Give as output the line that contains "of the reflection", followed by every remaining line of the entries, unchanged and with nothing added.

— Begin —

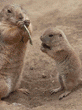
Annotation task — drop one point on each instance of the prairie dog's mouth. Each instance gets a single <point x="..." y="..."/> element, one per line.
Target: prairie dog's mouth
<point x="46" y="46"/>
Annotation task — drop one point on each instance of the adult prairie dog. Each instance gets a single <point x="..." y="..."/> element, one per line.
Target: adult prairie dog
<point x="56" y="45"/>
<point x="13" y="43"/>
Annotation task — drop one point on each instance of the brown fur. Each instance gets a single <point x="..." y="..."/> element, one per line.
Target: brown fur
<point x="13" y="44"/>
<point x="56" y="45"/>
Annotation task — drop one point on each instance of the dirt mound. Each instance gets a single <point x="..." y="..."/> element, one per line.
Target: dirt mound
<point x="40" y="73"/>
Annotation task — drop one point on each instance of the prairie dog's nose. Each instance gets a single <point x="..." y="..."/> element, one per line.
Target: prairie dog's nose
<point x="20" y="16"/>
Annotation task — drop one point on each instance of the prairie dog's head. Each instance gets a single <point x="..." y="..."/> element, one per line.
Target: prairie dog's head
<point x="13" y="14"/>
<point x="53" y="40"/>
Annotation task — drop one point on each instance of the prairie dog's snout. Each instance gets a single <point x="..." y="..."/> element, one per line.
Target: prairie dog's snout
<point x="56" y="45"/>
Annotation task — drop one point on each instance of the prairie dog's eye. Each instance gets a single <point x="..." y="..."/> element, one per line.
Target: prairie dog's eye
<point x="60" y="35"/>
<point x="51" y="35"/>
<point x="9" y="11"/>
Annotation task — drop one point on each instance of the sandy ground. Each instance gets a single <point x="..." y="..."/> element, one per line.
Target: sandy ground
<point x="66" y="15"/>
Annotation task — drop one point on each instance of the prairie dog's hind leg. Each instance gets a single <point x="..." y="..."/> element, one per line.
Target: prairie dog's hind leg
<point x="60" y="88"/>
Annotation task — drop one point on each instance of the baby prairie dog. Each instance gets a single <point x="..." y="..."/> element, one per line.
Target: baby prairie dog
<point x="56" y="45"/>
<point x="13" y="43"/>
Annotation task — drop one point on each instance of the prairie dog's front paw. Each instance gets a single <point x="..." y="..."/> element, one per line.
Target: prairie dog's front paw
<point x="20" y="24"/>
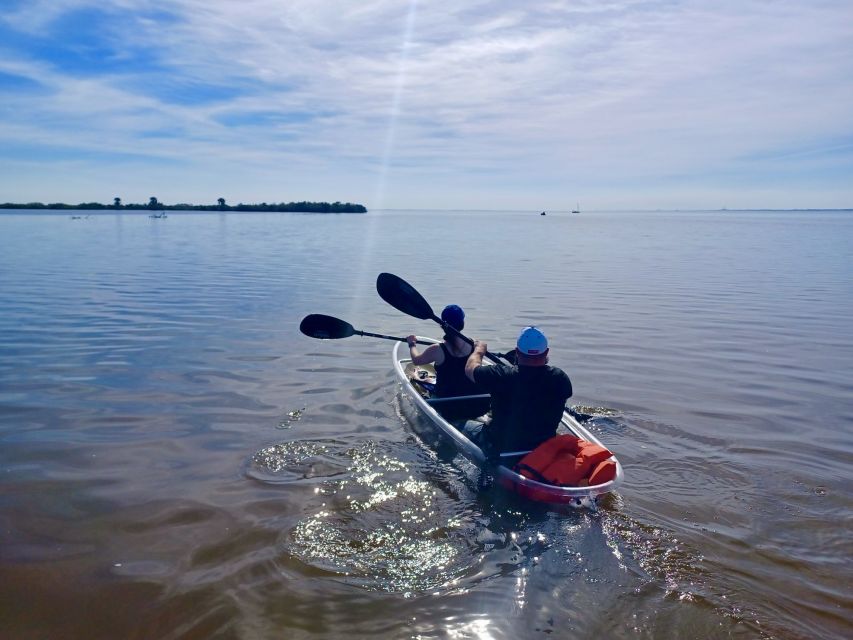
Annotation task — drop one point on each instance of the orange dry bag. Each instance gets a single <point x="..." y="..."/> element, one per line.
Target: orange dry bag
<point x="566" y="460"/>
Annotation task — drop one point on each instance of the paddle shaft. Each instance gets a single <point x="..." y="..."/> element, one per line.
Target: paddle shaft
<point x="395" y="338"/>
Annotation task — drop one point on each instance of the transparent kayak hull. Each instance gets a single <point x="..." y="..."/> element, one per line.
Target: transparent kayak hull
<point x="503" y="474"/>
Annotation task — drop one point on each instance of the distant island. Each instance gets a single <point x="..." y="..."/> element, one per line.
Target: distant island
<point x="156" y="205"/>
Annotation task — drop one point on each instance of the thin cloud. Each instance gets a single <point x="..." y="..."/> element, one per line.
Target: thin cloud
<point x="561" y="101"/>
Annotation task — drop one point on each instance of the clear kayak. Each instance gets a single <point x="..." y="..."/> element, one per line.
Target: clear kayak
<point x="416" y="382"/>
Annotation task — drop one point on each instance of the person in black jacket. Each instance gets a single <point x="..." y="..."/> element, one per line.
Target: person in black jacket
<point x="528" y="398"/>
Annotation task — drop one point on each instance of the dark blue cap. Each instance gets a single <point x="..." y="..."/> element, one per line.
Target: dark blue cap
<point x="454" y="316"/>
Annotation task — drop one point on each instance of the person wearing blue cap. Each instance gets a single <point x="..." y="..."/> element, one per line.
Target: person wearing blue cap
<point x="449" y="357"/>
<point x="527" y="398"/>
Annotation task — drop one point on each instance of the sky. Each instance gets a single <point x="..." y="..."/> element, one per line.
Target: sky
<point x="500" y="104"/>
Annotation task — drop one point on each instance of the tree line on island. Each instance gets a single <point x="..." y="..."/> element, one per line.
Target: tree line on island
<point x="154" y="204"/>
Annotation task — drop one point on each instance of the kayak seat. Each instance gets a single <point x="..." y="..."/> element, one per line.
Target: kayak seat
<point x="461" y="407"/>
<point x="566" y="460"/>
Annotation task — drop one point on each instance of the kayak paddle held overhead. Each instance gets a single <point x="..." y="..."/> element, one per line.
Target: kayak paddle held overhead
<point x="404" y="297"/>
<point x="325" y="327"/>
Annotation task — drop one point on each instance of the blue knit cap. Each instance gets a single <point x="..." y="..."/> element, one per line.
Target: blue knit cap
<point x="454" y="316"/>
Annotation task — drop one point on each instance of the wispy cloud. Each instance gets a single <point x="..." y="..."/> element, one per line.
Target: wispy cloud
<point x="494" y="104"/>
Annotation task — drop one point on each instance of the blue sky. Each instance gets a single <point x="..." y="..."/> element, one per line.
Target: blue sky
<point x="400" y="104"/>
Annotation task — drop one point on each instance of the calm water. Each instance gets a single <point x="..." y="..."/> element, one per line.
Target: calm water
<point x="178" y="461"/>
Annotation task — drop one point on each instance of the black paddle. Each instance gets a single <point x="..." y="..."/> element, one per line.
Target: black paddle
<point x="323" y="327"/>
<point x="404" y="297"/>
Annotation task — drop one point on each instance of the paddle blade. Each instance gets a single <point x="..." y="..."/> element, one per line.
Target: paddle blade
<point x="403" y="296"/>
<point x="325" y="327"/>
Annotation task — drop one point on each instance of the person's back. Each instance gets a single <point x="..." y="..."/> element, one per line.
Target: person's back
<point x="449" y="358"/>
<point x="451" y="380"/>
<point x="527" y="399"/>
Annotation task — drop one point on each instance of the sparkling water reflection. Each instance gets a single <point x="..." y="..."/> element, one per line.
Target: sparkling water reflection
<point x="173" y="446"/>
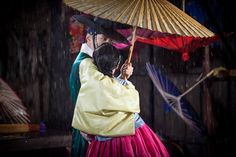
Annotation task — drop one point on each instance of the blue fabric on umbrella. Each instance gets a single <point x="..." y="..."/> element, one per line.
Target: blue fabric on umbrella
<point x="170" y="94"/>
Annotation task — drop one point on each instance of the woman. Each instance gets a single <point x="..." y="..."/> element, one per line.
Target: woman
<point x="111" y="114"/>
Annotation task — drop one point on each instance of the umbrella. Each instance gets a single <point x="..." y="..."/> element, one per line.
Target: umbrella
<point x="178" y="43"/>
<point x="156" y="15"/>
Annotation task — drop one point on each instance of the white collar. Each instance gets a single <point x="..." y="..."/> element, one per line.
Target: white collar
<point x="86" y="49"/>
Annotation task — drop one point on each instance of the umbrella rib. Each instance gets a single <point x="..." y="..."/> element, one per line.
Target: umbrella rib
<point x="133" y="21"/>
<point x="183" y="21"/>
<point x="122" y="17"/>
<point x="163" y="25"/>
<point x="171" y="21"/>
<point x="117" y="7"/>
<point x="148" y="14"/>
<point x="191" y="23"/>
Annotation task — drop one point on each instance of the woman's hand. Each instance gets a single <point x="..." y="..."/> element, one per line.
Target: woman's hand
<point x="126" y="70"/>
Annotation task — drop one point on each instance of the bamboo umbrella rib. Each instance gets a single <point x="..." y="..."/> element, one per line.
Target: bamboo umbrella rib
<point x="156" y="25"/>
<point x="131" y="19"/>
<point x="164" y="26"/>
<point x="140" y="14"/>
<point x="198" y="25"/>
<point x="181" y="21"/>
<point x="176" y="22"/>
<point x="156" y="15"/>
<point x="116" y="9"/>
<point x="120" y="17"/>
<point x="193" y="24"/>
<point x="188" y="25"/>
<point x="101" y="10"/>
<point x="148" y="13"/>
<point x="169" y="24"/>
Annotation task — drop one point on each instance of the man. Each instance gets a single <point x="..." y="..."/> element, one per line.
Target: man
<point x="96" y="35"/>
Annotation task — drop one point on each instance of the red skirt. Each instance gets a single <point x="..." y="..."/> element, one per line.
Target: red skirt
<point x="144" y="143"/>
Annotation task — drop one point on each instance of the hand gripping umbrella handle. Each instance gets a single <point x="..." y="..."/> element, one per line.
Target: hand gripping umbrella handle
<point x="132" y="43"/>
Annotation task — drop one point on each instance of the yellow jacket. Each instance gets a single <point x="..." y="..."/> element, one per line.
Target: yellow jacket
<point x="104" y="107"/>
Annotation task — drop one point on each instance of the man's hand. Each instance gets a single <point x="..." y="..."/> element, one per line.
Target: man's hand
<point x="126" y="70"/>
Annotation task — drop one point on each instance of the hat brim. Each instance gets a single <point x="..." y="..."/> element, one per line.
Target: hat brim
<point x="107" y="31"/>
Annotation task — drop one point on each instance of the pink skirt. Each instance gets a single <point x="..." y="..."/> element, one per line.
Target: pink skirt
<point x="144" y="143"/>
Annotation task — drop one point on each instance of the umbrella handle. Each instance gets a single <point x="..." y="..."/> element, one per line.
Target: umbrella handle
<point x="132" y="43"/>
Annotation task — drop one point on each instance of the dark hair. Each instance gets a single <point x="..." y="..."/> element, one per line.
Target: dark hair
<point x="106" y="58"/>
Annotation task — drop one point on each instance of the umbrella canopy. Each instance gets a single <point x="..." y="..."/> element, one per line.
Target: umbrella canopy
<point x="178" y="43"/>
<point x="156" y="15"/>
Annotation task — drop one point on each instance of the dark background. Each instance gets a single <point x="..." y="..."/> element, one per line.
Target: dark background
<point x="36" y="62"/>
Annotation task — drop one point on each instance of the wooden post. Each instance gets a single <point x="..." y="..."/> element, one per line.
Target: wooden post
<point x="207" y="105"/>
<point x="208" y="116"/>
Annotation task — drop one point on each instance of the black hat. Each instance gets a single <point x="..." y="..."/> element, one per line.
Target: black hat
<point x="101" y="26"/>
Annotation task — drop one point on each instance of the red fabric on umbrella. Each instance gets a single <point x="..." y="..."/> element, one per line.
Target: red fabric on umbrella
<point x="183" y="44"/>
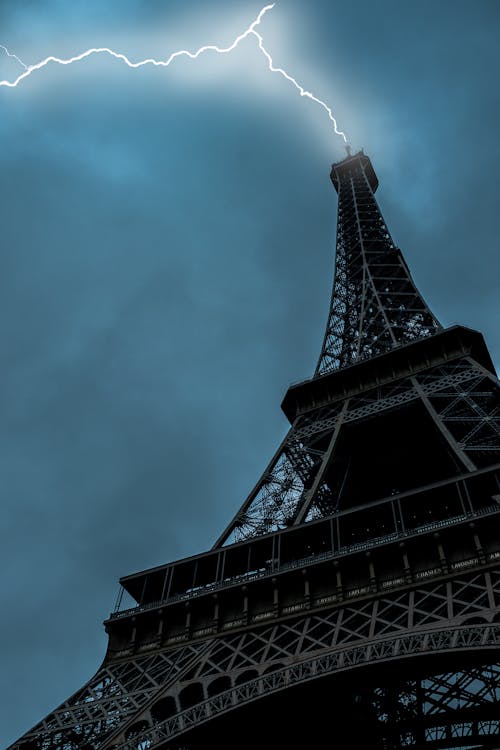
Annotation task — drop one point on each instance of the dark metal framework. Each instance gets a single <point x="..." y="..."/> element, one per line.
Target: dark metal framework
<point x="359" y="583"/>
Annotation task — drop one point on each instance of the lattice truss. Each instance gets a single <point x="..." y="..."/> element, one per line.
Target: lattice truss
<point x="115" y="693"/>
<point x="375" y="304"/>
<point x="444" y="710"/>
<point x="126" y="699"/>
<point x="461" y="395"/>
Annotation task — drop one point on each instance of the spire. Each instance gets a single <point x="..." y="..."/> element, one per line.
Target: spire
<point x="375" y="304"/>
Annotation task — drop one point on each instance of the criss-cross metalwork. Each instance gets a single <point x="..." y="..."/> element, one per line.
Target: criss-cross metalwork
<point x="375" y="304"/>
<point x="358" y="585"/>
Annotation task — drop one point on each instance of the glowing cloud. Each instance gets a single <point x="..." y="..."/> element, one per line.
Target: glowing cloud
<point x="251" y="30"/>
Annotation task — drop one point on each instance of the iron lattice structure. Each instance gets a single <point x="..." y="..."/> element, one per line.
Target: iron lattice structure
<point x="359" y="584"/>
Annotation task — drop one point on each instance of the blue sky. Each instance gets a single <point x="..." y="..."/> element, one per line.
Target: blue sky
<point x="167" y="244"/>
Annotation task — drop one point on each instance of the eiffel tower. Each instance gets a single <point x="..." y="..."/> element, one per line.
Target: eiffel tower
<point x="353" y="601"/>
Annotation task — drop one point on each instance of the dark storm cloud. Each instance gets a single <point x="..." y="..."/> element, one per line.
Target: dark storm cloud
<point x="166" y="268"/>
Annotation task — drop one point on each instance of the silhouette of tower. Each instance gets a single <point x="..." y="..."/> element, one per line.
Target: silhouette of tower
<point x="353" y="601"/>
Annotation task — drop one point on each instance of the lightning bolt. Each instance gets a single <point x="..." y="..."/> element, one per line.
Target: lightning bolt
<point x="250" y="31"/>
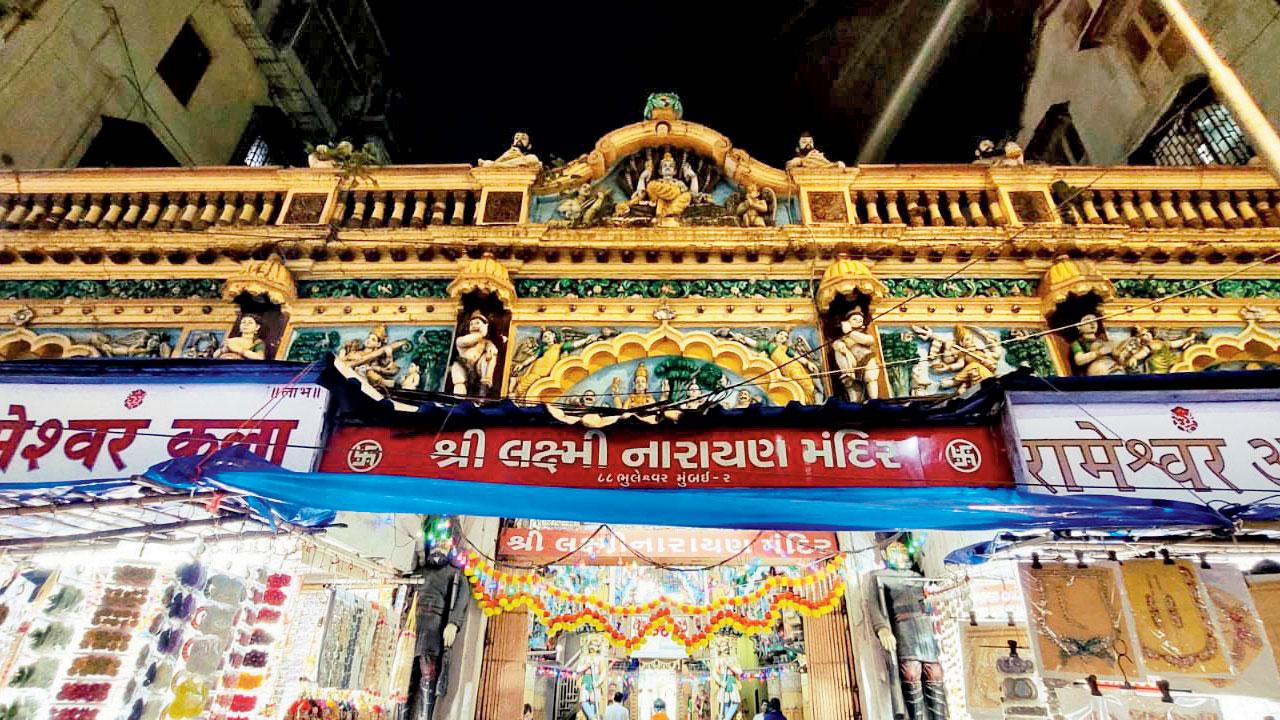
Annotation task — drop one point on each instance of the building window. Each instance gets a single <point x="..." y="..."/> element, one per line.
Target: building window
<point x="1148" y="36"/>
<point x="184" y="63"/>
<point x="1056" y="141"/>
<point x="257" y="155"/>
<point x="1197" y="130"/>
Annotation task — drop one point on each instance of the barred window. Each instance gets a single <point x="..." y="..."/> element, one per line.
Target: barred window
<point x="1197" y="130"/>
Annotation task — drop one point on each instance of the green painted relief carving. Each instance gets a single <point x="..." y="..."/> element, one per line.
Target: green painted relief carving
<point x="374" y="288"/>
<point x="172" y="288"/>
<point x="1160" y="287"/>
<point x="648" y="288"/>
<point x="960" y="287"/>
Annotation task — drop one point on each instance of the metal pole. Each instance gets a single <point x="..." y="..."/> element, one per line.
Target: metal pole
<point x="1229" y="87"/>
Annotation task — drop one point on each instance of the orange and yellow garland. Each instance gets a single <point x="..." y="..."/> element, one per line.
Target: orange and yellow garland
<point x="691" y="625"/>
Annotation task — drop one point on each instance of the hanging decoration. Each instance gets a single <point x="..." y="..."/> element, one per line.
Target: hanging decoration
<point x="691" y="625"/>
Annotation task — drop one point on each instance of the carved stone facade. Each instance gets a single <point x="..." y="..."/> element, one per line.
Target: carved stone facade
<point x="618" y="282"/>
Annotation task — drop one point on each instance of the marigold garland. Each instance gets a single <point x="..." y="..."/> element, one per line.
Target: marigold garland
<point x="812" y="595"/>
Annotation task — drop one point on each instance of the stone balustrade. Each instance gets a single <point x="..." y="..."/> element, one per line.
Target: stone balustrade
<point x="425" y="196"/>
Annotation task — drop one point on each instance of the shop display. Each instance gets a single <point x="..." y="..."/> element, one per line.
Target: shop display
<point x="1171" y="618"/>
<point x="1078" y="621"/>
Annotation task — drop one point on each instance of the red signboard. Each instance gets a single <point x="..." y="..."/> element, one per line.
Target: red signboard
<point x="673" y="546"/>
<point x="673" y="459"/>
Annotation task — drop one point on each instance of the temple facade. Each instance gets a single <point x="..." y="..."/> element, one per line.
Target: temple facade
<point x="662" y="272"/>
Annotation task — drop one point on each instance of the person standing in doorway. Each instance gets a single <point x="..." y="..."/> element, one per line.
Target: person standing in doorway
<point x="616" y="710"/>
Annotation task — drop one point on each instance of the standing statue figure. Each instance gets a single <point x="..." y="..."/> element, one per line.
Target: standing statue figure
<point x="670" y="195"/>
<point x="1092" y="352"/>
<point x="855" y="358"/>
<point x="471" y="372"/>
<point x="516" y="156"/>
<point x="899" y="610"/>
<point x="809" y="156"/>
<point x="247" y="345"/>
<point x="374" y="359"/>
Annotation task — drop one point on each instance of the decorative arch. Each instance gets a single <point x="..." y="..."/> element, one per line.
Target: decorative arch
<point x="1251" y="346"/>
<point x="22" y="343"/>
<point x="616" y="145"/>
<point x="668" y="341"/>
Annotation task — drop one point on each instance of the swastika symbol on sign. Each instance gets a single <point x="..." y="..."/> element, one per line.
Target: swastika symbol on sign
<point x="365" y="455"/>
<point x="963" y="456"/>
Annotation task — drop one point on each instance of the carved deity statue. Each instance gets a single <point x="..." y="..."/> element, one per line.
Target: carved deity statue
<point x="247" y="345"/>
<point x="535" y="358"/>
<point x="809" y="156"/>
<point x="374" y="359"/>
<point x="1092" y="354"/>
<point x="968" y="358"/>
<point x="899" y="613"/>
<point x="855" y="358"/>
<point x="755" y="208"/>
<point x="137" y="343"/>
<point x="516" y="156"/>
<point x="476" y="359"/>
<point x="668" y="194"/>
<point x="791" y="355"/>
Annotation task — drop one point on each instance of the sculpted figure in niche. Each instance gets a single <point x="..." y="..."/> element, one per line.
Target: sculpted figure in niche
<point x="792" y="356"/>
<point x="516" y="156"/>
<point x="137" y="343"/>
<point x="1155" y="350"/>
<point x="855" y="358"/>
<point x="374" y="359"/>
<point x="809" y="156"/>
<point x="471" y="372"/>
<point x="970" y="356"/>
<point x="1092" y="354"/>
<point x="668" y="194"/>
<point x="247" y="343"/>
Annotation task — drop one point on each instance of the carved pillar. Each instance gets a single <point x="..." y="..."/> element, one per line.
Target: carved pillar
<point x="479" y="356"/>
<point x="845" y="297"/>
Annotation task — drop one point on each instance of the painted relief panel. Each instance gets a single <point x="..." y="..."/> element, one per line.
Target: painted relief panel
<point x="922" y="360"/>
<point x="50" y="343"/>
<point x="403" y="356"/>
<point x="634" y="367"/>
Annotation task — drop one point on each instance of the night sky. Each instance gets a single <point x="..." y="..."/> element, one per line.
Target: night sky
<point x="470" y="73"/>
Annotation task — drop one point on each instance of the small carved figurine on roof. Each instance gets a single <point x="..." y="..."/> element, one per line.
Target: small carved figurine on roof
<point x="516" y="156"/>
<point x="809" y="156"/>
<point x="1009" y="155"/>
<point x="663" y="106"/>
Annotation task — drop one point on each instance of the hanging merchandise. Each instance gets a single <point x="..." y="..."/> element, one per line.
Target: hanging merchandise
<point x="1175" y="632"/>
<point x="983" y="646"/>
<point x="1265" y="591"/>
<point x="1142" y="707"/>
<point x="813" y="593"/>
<point x="1077" y="618"/>
<point x="1253" y="668"/>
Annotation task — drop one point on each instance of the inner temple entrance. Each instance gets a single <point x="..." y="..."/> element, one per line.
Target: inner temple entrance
<point x="652" y="645"/>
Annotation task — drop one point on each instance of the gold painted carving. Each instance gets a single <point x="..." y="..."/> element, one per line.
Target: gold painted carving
<point x="1072" y="278"/>
<point x="485" y="276"/>
<point x="846" y="277"/>
<point x="263" y="278"/>
<point x="666" y="341"/>
<point x="1251" y="346"/>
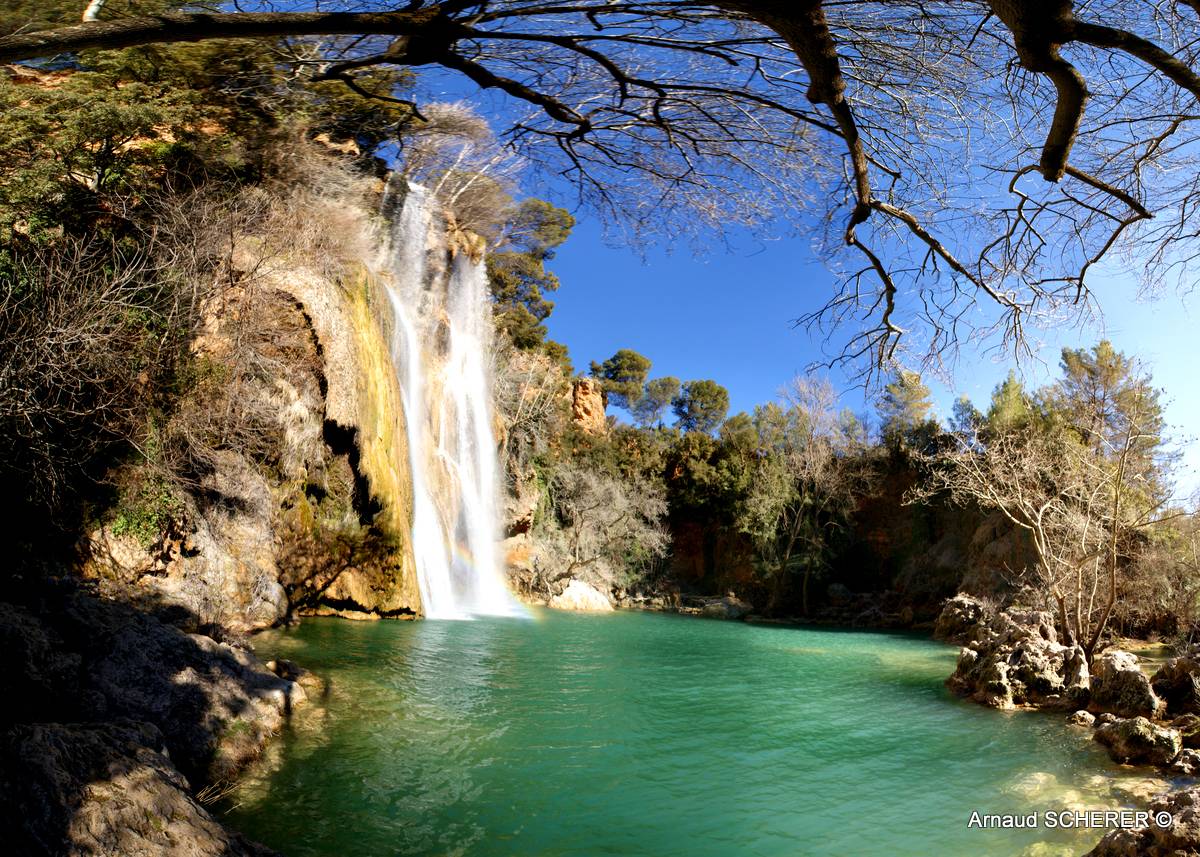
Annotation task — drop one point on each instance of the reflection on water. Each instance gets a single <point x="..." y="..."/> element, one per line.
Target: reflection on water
<point x="654" y="735"/>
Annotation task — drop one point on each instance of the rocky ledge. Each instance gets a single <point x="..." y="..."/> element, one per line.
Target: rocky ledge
<point x="115" y="720"/>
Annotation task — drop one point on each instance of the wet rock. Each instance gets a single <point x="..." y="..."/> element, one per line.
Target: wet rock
<point x="1020" y="664"/>
<point x="581" y="597"/>
<point x="1137" y="741"/>
<point x="1188" y="726"/>
<point x="729" y="607"/>
<point x="960" y="618"/>
<point x="1179" y="838"/>
<point x="1081" y="718"/>
<point x="1119" y="685"/>
<point x="1177" y="682"/>
<point x="102" y="790"/>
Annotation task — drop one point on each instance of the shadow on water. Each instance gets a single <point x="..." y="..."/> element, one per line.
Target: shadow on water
<point x="653" y="735"/>
<point x="94" y="691"/>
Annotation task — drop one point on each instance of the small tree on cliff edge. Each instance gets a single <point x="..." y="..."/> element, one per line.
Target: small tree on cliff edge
<point x="655" y="399"/>
<point x="701" y="406"/>
<point x="622" y="377"/>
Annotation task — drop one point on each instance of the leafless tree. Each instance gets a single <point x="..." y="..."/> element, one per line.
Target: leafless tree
<point x="603" y="527"/>
<point x="975" y="161"/>
<point x="84" y="330"/>
<point x="1083" y="511"/>
<point x="808" y="477"/>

— End —

** Reply **
Annotation task — drop one point on each instance of the reflection on water. Each instance gets a single <point x="..." y="..."/> element, one per line.
Target: reflection on water
<point x="654" y="735"/>
Annotation task — drop one point on each instance of the rocky ledge. Each instance gets a single <point x="..." y="..."/> element, one per line.
Target: rocky ledge
<point x="115" y="720"/>
Annotation task — drop one point on each instance of the wet rock. Each instance gets a single <point x="..." y="..."/> element, one per line.
Target: wet rock
<point x="1020" y="664"/>
<point x="581" y="597"/>
<point x="1137" y="741"/>
<point x="1188" y="726"/>
<point x="729" y="607"/>
<point x="960" y="618"/>
<point x="1179" y="838"/>
<point x="1081" y="718"/>
<point x="1119" y="685"/>
<point x="1177" y="682"/>
<point x="102" y="790"/>
Annotation task — drop one point on each instance of the shadow on water. Each instance gets a single <point x="..." y="..."/> element, one per line.
Target: shadow on water
<point x="653" y="735"/>
<point x="94" y="691"/>
Annotation task — drop one point on each instance of the small tree on cliff edge. Each instance gets a single <point x="..." y="..."/> element, one per line.
Target: small tree on cliff edge
<point x="655" y="399"/>
<point x="701" y="406"/>
<point x="622" y="377"/>
Annotation task — drop one point on each instance of the leafless tree. Each instance gets a single <point x="..." y="..."/> element, one per line.
Target: leafless tree
<point x="603" y="527"/>
<point x="975" y="161"/>
<point x="84" y="330"/>
<point x="1083" y="511"/>
<point x="808" y="477"/>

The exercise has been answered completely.